Your task is to return the line containing "Camera-trap tally: mark every instance of the boat name" plus every line after it, exactly and with nothing added.

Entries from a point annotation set
────────────────
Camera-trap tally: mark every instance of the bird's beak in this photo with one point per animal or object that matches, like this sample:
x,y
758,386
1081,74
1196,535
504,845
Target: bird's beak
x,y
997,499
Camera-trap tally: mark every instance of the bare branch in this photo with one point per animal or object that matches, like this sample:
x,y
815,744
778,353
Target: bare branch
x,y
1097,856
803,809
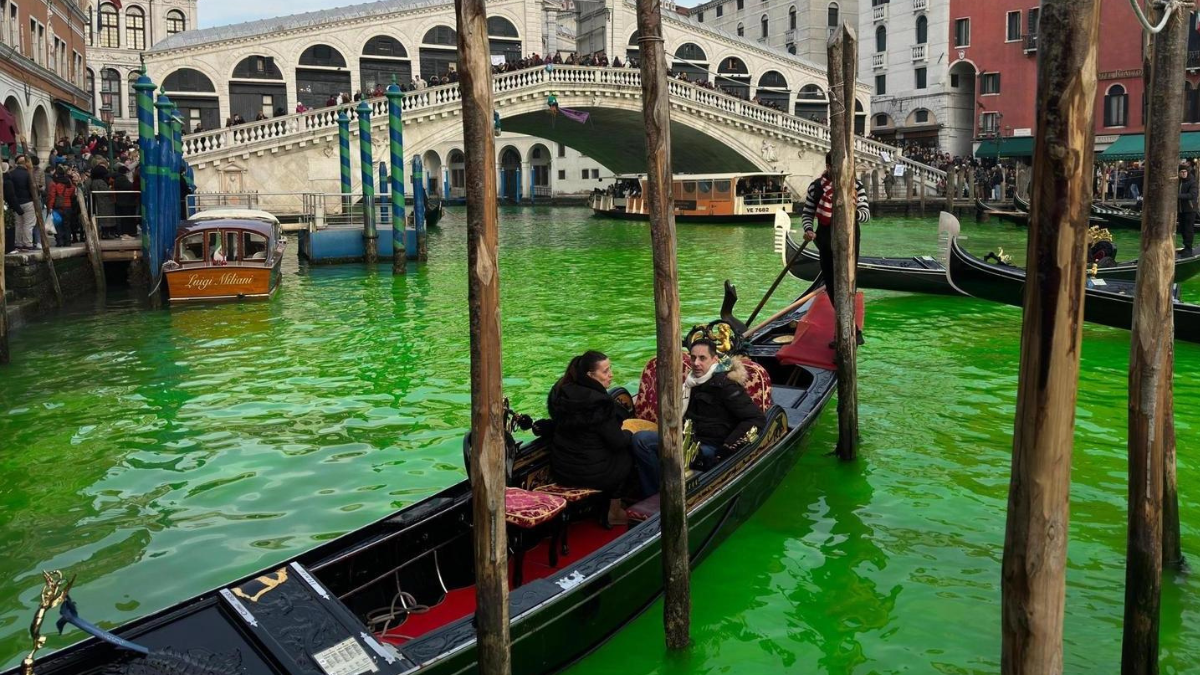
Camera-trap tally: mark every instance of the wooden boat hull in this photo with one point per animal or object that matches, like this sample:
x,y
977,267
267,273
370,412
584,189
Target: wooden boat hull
x,y
273,621
1109,305
216,284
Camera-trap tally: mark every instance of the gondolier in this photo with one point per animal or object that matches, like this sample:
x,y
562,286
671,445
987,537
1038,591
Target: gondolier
x,y
819,204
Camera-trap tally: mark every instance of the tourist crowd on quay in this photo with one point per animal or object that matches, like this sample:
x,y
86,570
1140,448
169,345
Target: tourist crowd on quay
x,y
73,169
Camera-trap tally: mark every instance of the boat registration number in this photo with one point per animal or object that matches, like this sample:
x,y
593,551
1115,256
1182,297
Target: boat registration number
x,y
346,658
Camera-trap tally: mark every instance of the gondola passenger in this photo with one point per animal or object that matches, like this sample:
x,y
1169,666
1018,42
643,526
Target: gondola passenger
x,y
589,448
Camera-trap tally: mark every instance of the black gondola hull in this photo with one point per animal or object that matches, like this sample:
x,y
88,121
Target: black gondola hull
x,y
1109,305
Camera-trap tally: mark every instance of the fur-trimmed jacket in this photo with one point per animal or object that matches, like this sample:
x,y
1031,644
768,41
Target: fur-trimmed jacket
x,y
720,410
589,448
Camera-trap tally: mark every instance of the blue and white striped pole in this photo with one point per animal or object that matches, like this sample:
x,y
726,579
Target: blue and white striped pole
x,y
370,238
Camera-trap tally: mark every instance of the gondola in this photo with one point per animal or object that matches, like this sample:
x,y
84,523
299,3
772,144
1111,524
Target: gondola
x,y
1116,216
927,274
1108,302
397,596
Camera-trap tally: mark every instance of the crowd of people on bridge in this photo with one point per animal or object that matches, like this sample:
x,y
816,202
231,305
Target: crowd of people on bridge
x,y
73,169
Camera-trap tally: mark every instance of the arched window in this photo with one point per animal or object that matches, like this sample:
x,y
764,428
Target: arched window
x,y
175,22
439,52
132,95
111,90
136,28
1116,107
109,30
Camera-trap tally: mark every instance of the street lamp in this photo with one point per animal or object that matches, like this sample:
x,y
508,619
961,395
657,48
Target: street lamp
x,y
106,115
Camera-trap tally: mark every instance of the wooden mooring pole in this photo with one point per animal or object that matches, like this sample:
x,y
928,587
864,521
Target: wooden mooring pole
x,y
843,49
1035,563
657,120
1150,348
46,249
487,451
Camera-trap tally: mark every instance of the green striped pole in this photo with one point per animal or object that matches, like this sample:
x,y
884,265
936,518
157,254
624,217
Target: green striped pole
x,y
370,238
343,153
396,132
147,160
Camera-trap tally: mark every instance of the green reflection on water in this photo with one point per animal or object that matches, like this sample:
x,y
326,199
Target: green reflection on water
x,y
160,454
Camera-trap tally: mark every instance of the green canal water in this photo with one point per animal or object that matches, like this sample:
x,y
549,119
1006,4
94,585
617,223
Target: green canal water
x,y
161,454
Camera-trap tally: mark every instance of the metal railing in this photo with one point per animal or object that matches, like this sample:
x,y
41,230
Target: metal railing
x,y
265,133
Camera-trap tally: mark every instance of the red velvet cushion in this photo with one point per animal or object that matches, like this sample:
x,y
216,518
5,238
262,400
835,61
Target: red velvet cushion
x,y
526,509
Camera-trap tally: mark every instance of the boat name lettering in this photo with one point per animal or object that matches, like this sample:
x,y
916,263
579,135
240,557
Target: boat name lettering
x,y
239,608
346,658
227,279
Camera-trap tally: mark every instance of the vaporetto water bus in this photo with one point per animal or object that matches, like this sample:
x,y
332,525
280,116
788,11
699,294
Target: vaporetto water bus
x,y
702,197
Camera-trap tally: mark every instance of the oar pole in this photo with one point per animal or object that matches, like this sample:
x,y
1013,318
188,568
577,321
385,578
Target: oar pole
x,y
843,60
657,121
1035,563
487,451
1151,348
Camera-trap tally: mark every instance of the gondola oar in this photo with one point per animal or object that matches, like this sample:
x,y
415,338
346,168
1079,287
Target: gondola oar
x,y
785,226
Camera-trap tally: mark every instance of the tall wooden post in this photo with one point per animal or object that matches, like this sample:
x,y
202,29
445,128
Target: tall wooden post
x,y
46,249
843,65
657,120
4,288
484,300
1150,348
1033,568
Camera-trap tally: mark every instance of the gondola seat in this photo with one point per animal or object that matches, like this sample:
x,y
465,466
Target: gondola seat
────────────────
• Reply:
Camera-trap tally: mark every instance of the boat name lettering in this photo with one point per animal or object that matches, like this sample:
x,y
916,263
579,135
240,557
Target: boat name lettering
x,y
239,608
346,658
227,279
Camera-trap tally: mark every instance of the vaporetto water bus in this photo with one point per animal or object that matches, like this sample:
x,y
332,525
280,116
788,11
699,294
Target: vaporetto water bus
x,y
702,197
Camera-trap tally: mark every instance of the oar pole in this photo with one point per animal or object that matches, like this sample:
x,y
1013,318
188,568
577,321
385,578
Target: oar pole
x,y
843,60
657,121
1035,563
487,451
1151,348
Camera-trap tally: mark every instance of the gondola oar in this photo with one point per animal or object that matches, like this sample:
x,y
415,338
346,168
1079,287
Target: gondola oar
x,y
785,226
Camera-trap tally: mark every instance of the tall wooden post in this photo with one point per animal or object that matches, like this sample:
x,y
202,29
445,128
Target: tall wooden post
x,y
46,249
843,65
657,120
4,288
484,300
1150,348
1033,568
Camera-trap tally: mark every instance of the gondola seat in this photo with one point per animal or object that matches, like this sample:
x,y
465,466
Target: gondola seat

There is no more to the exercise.